-- SHORT TASK --
Extract each line of the data below that contains the word "locomotive" and copy it unchanged.

* start ENTRIES SHOWN *

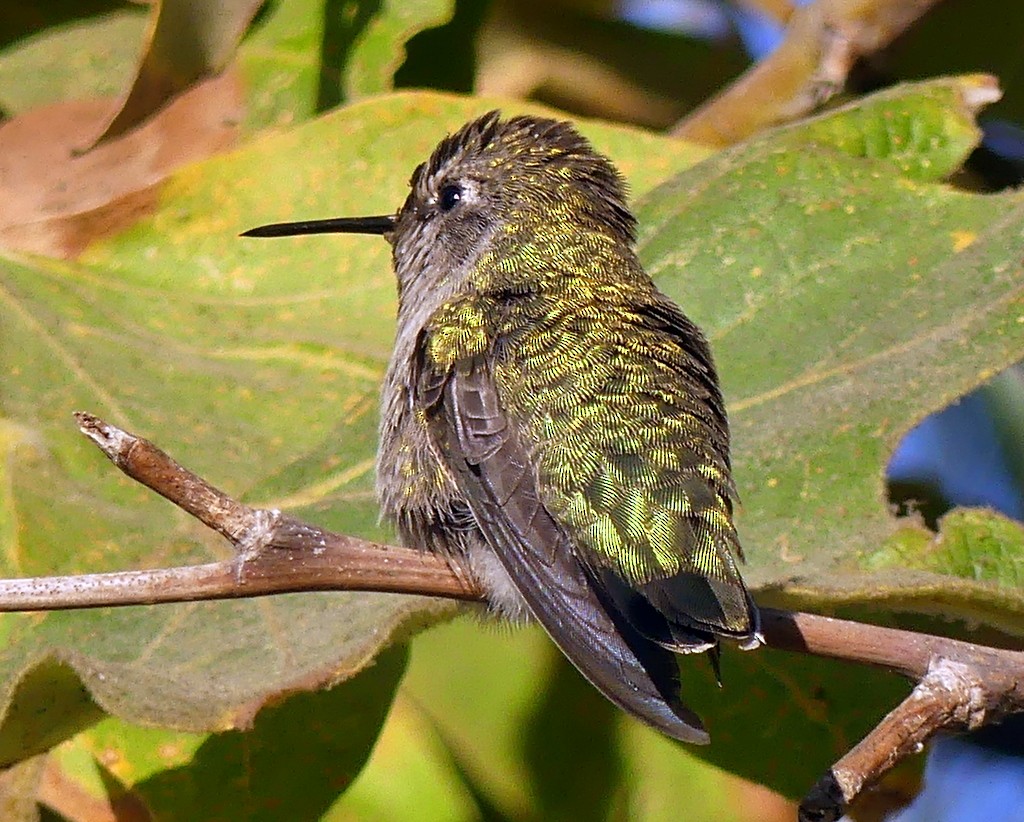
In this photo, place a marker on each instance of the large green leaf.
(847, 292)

* end ENTRIES SHOWN *
* start ENTRIES SHOWN *

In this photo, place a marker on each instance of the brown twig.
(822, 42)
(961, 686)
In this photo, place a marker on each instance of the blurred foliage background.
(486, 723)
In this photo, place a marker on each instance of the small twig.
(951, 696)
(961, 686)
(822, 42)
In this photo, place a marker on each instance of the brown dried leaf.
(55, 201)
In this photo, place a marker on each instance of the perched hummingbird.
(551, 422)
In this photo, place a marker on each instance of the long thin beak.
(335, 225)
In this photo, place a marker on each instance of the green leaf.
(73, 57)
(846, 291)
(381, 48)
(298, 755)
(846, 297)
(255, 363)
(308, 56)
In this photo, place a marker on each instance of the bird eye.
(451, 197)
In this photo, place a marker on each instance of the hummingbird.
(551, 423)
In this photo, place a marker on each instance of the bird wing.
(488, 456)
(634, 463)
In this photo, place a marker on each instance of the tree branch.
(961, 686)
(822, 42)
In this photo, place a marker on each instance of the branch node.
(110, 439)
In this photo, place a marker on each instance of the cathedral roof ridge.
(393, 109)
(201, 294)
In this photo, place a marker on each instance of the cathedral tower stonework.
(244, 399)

* end ENTRIES SHOWN *
* start ENTRIES SHOWN *

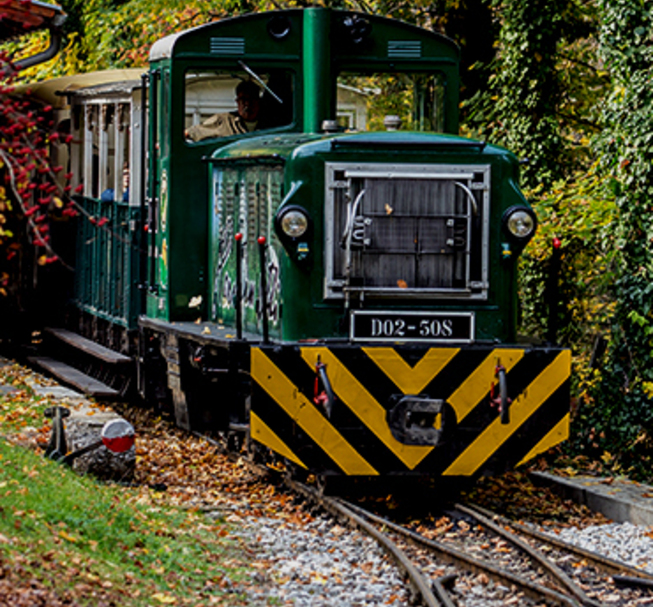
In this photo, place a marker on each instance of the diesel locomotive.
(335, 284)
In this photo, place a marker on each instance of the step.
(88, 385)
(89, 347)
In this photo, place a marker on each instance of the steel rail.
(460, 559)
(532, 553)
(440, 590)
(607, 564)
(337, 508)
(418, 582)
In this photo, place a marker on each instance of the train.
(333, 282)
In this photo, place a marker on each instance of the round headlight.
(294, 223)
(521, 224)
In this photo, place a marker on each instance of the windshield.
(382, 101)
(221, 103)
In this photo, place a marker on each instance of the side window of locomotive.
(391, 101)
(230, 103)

* end ENTRIES SHOWN *

-- FULL SOLUTION --
In this photo, place a marker on each instance of the diesel locomotive.
In this photo, place a marker on each instance of the side window of locomotive.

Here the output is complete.